**EXCERPTED TEXT**:
# Sellers Forum



## Galadriel (May 30, 2009)

I just noticed the "Sellers Forum." Is that new? What's it all about?


Thx.


----------



## scorpian (May 30, 2009)

Galadriel said:


> I just noticed the "Sellers Forum." Is that new? What's it all about?
> 
> 
> Thx.



I have the same question....can someone give me more info please


----------



## soulie (May 30, 2009)

*This forum is for advertisements. In order to post in this forum you will need to have the appropriate subscription levels. Please check the rules regarding this forum.*

That is the description provided, so posting in that forum probably won't apply to most people anyway.


----------



## nappi (May 30, 2009)

what are the subscriptions levels 

 it doesn't say


----------



## soulie (May 30, 2009)

Subscribe Link at top of Page

Sellers is listed here.

Seller subscription is $75 for 3 months.


----------



## nappi (May 30, 2009)

ok...thanks


----------



## *KP* (May 30, 2009)

Does this mean there'll be a crackdown on people advertising in their siggies & posts?


----------



## nappi (May 30, 2009)

*KP* said:


> Does this mean there'll be a crackdown on people advertising in their siggies & posts?




good question 

 i would like to know that too


----------



## Platinum (May 30, 2009)

I could be wrong but I think this may apply to those "members" that join the site just to advertise. (The ones that are usually labeled 'trolls').


----------



## soulie (May 31, 2009)

Platinum said:


> I could be wrong but I think this may apply to those "members" that join the site just to advertise. (The ones that are usually labeled 'trolls').


 
If that's the case, wonder how it would work?  Suspend their memberships until they ante up the additional $294 for a year?


----------



## DaPPeR (May 31, 2009)

Idk about this forum.....


----------



## Shay72 (May 31, 2009)

I would think it would be for seller's to advertise products, sales, discounts, etc.


----------



## MizzBrown (May 31, 2009)

Folks have been advertising for FREE for so long so why start charging now? 

So that means when i start reporting siggies that are advertising, something will actually be done about it?

Cause i see one every other post.


----------

**RECORDS PROVIDED**:

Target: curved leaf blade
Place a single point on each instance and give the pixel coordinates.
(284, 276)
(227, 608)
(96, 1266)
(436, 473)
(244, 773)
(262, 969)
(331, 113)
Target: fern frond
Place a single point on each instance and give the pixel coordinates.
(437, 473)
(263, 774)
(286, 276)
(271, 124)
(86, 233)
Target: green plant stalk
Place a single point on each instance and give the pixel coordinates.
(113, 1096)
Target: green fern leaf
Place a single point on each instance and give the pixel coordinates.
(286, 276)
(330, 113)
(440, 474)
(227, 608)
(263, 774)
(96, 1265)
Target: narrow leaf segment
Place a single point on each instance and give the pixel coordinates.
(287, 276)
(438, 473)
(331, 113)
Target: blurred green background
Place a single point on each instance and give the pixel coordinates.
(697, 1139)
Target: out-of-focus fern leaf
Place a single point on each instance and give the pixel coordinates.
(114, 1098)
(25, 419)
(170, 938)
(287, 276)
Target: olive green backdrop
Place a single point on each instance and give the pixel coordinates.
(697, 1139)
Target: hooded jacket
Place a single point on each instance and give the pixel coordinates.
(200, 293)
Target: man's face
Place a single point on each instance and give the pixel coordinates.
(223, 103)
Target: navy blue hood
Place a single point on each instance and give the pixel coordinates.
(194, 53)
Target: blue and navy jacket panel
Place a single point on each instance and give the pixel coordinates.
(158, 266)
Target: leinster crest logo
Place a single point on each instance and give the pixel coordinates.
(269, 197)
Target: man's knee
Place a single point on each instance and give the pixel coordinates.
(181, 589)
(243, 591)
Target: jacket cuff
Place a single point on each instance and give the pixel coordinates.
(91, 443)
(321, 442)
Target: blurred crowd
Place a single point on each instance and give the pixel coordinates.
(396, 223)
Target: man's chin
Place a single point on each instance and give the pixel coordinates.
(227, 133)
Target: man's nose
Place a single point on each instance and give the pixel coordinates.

**WORK INSTRUCTIONS**:
1. According to the forum thread, what does a seller subscription cost?
2. Write out the stretch of the rows from the line containing "Target: leinster crest logo" through the last line of the rows, with each line unchanged.

**SOLUTIONS TO EACH TASK**:
1. $75 for 3 months.

2.
Target: leinster crest logo
Place a single point on each instance and give the pixel coordinates.
(269, 197)
Target: man's knee
Place a single point on each instance and give the pixel coordinates.
(181, 589)
(243, 591)
Target: jacket cuff
Place a single point on each instance and give the pixel coordinates.
(91, 443)
(321, 442)
Target: blurred crowd
Place a single point on each instance and give the pixel coordinates.
(396, 223)
Target: man's chin
Place a single point on each instance and give the pixel coordinates.
(227, 133)
Target: man's nose
Place a single point on each instance and give the pixel coordinates.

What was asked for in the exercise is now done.